The result could either be just an abstract representation of the types or something wrapping forwards refs or whatever, it's not really important what it's represented as, as long as it's consistent no matter which "style" of type hints are used, and that it will always return something that could then be handled by the library

trim tangle
#

Like an AST for type hints?

old anchor
#

Even a nested dictionary would be helpful 😬

old anchor
#

And as someone that works with an on such libraries, the potential impact PEP 649 will have on this concerns me

#

I am sure there will be ways to handle it, but I'm afraid the way will be for every library that needs such a functionality to have their own implementation of a crude (or sometimes more advanced) type hints parsing logic to accommodate all differences. But the result will be that a) it greatly increases the maintenance burden and b) results in slightly different behaviours of type hints across libraries, making compatibility and usability worse

trim tangle
#

It seems to me that at the very least a type checker wants to know:

  • if a certain operation is allowed on a value of a known type
  • if a type is a subtype of another type
  • control flow stuff, like isinstance checka
old anchor
old anchor
oblique urchin
old anchor
#

That's good to hear! I haven't checked these out yet but I don't think they would help that much with solving these issues, since they'd be only available on 3.13+, right?

DATA LINES:

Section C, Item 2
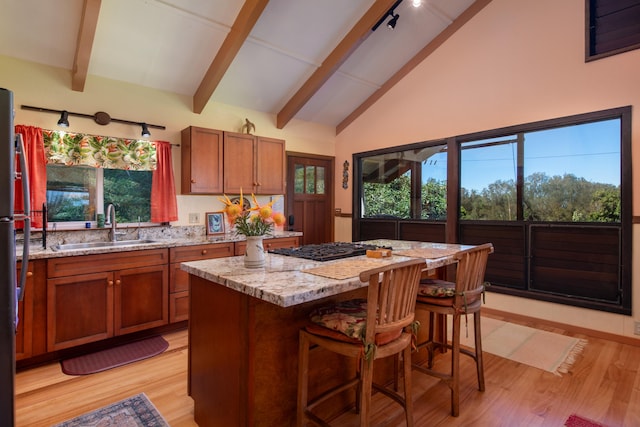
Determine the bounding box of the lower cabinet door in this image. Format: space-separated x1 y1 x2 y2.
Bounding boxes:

PROBLEM SET:
1. Duplicate the type hints discussion word for word, starting at "That's good to" and ending at "on 3.13+, right?".
2. In the type hints discussion, list each distinct name that stands alone on its own line.
The material above comes from a separate source.

SOLUTIONS FOR EACH TASK:
1.
That's good to hear! I haven't checked these out yet but I don't think they would help that much with solving these issues, since they'd be only available on 3.13+, right?

2.
trim tangle
old anchor
oblique urchin